> Instructions to follow
Write out again the entries from the first line to the line that includes "target | white belly", keeping both of those lines.

---------- Supplied entries ----------

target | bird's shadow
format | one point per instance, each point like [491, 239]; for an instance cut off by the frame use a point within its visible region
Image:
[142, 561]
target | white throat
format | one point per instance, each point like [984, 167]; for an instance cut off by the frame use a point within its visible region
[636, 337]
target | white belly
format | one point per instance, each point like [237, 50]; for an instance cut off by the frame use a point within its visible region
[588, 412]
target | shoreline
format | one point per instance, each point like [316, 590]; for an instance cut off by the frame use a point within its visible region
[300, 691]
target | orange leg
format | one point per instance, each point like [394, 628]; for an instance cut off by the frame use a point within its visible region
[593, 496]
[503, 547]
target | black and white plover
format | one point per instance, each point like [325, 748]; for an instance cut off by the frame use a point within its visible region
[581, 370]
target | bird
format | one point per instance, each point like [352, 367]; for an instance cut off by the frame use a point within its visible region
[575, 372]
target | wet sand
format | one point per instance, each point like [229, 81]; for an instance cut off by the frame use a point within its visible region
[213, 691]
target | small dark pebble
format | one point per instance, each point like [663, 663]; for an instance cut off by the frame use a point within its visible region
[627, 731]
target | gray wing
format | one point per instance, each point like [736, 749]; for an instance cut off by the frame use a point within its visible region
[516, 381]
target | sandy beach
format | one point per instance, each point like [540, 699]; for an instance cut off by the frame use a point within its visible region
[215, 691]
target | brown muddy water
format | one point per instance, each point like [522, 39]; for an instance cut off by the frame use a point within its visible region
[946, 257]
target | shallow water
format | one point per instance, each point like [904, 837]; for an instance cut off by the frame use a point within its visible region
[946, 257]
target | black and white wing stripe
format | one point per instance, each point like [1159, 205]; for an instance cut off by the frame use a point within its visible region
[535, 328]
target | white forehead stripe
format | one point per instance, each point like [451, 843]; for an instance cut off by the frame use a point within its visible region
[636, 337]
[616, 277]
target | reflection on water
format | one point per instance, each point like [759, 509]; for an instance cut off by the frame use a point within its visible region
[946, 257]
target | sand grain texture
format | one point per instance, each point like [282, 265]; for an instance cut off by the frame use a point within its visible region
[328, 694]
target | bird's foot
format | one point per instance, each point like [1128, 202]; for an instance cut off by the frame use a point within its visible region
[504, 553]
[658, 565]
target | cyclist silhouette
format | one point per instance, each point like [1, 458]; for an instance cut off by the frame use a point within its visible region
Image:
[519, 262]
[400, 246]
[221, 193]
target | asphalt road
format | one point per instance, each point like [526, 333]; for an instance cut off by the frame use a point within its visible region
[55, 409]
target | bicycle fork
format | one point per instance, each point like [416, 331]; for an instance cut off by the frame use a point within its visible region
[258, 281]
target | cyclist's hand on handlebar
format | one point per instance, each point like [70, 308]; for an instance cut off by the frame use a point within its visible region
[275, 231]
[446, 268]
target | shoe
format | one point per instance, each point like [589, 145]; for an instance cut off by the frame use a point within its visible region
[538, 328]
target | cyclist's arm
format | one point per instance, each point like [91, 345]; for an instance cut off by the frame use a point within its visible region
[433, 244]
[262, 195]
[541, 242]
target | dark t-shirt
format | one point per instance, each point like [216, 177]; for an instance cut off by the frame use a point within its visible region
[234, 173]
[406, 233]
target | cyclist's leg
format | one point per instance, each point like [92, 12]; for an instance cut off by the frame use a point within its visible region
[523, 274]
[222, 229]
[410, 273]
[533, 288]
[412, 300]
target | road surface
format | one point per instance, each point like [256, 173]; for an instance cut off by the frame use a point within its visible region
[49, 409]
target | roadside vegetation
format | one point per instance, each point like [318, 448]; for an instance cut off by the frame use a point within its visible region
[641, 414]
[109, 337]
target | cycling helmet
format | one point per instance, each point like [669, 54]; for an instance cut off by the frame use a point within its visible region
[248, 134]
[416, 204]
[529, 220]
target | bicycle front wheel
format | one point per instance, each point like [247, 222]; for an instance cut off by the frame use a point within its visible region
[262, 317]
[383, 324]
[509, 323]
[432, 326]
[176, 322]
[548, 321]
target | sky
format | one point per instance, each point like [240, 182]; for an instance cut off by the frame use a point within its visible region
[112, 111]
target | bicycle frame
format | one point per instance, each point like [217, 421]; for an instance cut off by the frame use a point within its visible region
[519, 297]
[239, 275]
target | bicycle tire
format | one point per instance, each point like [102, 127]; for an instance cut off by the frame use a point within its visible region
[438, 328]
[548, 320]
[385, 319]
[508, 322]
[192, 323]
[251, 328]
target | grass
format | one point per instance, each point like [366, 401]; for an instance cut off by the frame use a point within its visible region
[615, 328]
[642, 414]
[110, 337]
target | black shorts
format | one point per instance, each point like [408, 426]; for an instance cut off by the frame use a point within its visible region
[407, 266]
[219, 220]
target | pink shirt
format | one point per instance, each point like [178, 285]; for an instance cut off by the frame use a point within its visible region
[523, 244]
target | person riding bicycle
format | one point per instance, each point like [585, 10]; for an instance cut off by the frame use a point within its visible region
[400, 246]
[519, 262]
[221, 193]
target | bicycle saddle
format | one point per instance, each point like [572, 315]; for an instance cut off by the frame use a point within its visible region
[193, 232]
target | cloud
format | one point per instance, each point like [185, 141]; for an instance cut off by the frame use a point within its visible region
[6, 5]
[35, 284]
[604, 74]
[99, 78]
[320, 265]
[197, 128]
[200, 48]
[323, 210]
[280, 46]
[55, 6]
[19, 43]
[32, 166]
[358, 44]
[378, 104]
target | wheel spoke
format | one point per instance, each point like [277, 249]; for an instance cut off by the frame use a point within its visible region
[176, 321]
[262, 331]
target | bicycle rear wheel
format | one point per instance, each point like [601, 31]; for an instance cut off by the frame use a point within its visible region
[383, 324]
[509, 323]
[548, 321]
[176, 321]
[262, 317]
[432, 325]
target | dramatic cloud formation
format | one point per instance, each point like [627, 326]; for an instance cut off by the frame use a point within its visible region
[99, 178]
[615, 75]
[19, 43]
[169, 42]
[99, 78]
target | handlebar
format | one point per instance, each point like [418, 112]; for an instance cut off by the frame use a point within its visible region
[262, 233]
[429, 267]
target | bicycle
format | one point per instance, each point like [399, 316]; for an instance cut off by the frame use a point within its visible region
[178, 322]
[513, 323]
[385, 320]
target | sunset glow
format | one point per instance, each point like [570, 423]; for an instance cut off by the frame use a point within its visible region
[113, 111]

----------

> Solution below
target | bird's shadow
format | one point per instance, each point like [491, 239]; for an instance cut off by the frame use a point within its visible region
Image:
[142, 561]
target | white throat
format | one point per instance, each point like [984, 167]; for an instance cut off by the frame use a point within its visible region
[636, 337]
target | white belly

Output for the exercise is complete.